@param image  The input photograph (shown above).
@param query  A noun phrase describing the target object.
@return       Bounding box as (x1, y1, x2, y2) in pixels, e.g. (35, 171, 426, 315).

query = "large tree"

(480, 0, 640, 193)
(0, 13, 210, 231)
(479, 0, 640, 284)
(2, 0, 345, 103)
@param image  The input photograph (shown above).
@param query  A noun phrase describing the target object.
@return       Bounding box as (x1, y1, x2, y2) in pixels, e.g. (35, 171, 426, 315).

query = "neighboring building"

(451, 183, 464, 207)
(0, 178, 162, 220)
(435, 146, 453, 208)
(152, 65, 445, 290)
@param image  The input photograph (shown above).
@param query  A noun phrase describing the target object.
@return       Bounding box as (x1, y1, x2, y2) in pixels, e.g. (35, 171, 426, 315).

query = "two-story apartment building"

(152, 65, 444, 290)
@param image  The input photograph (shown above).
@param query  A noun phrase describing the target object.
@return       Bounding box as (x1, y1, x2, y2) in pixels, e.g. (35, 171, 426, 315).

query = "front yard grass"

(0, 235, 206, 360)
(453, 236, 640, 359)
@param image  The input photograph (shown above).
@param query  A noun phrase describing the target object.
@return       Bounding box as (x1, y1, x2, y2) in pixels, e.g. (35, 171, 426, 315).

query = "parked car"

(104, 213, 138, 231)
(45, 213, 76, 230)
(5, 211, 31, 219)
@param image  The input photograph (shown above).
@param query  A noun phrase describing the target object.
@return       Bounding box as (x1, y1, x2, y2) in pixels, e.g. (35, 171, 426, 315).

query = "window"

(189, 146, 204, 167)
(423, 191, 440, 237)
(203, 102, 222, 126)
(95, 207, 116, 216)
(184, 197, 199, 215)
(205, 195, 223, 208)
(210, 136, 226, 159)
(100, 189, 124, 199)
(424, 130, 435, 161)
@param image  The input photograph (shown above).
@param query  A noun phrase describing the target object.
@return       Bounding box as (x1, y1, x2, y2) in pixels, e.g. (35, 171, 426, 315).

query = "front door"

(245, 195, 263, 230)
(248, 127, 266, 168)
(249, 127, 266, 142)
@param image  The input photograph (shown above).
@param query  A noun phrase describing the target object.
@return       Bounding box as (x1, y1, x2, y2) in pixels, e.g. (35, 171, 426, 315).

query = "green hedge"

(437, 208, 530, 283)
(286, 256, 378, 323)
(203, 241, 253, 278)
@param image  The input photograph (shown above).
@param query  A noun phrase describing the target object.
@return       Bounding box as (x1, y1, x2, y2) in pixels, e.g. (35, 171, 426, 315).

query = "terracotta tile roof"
--*--
* _Work instruction_: Retype the listing above without a single difference.

* _Your response_:
@param image  The input photograph (shown above).
@param query  A noun phrase describing the target object.
@return       Bounding box as (x1, y1, x2, y2) in pixels, e.g. (35, 171, 426, 315).

query = "large tree"

(480, 0, 640, 193)
(0, 13, 210, 231)
(479, 0, 640, 284)
(2, 0, 345, 103)
@param image  The input photograph (shown above).
@param query  A noun phrase describing the target object.
@return       Bounding box as (x1, y1, x2, y2) in pixels, e.g. (35, 171, 426, 315).

query = "neighboring building"

(451, 183, 464, 207)
(0, 178, 162, 220)
(435, 146, 453, 208)
(152, 65, 445, 290)
@param image  The input photograph (shown above).
@param query  A noun phrase describing the target object.
@return       Bounding box as (x1, y1, x2, y2) in pixels, e.g. (35, 171, 426, 315).

query = "two-story apartment building"

(152, 65, 444, 290)
@param image  The input photograph (shown above).
@param query  A noun phrase describing the target object.
@return       Bounding box as (x1, y1, x2, y2) in pixels, e.g. (35, 171, 426, 315).

query = "front yard grass"

(0, 235, 206, 360)
(453, 236, 640, 359)
@param image  The input photograph (shown above).
@param query  A noun phrase describing the target object.
@return       Bounding box as (x1, y1, x2, y2) in pixels, e.g. (35, 171, 426, 315).

query = "parked car"

(104, 213, 138, 231)
(45, 213, 76, 230)
(5, 211, 31, 219)
@param image  The input photograph (shown above).
@param query  A noun phrase describing the target object.
@return       Bounding box as (x1, y1, x2, y2) in pixels, e.g. (35, 171, 426, 315).

query = "window"

(189, 146, 204, 167)
(423, 191, 440, 237)
(203, 102, 222, 126)
(95, 207, 116, 216)
(184, 197, 199, 215)
(205, 195, 223, 208)
(210, 136, 226, 159)
(100, 189, 124, 199)
(424, 130, 435, 161)
@param image  The input photograph (shown above).
@param query  A noun phrase describing the target object.
@return       Bounding box as (x1, y1, x2, y2) in pixels, e.g. (35, 171, 426, 315).

query = "front door"

(245, 195, 263, 230)
(248, 127, 266, 168)
(249, 127, 266, 142)
@param image  The input photograph (shown above).
@param query  A noun phrase describing the target object.
@return       Bounding box as (x1, y1, x2, y2) in pixels, e.g. (35, 171, 426, 315).

query = "green hedge"

(437, 208, 530, 283)
(286, 256, 378, 323)
(203, 241, 253, 278)
@param image  The input photograph (shown above).
@param query  A noun phrase describing the target object.
@return       Bounding box as (x1, y1, x2, y2) in pixels, e.g. (35, 171, 426, 315).

query = "terracotta tile roof"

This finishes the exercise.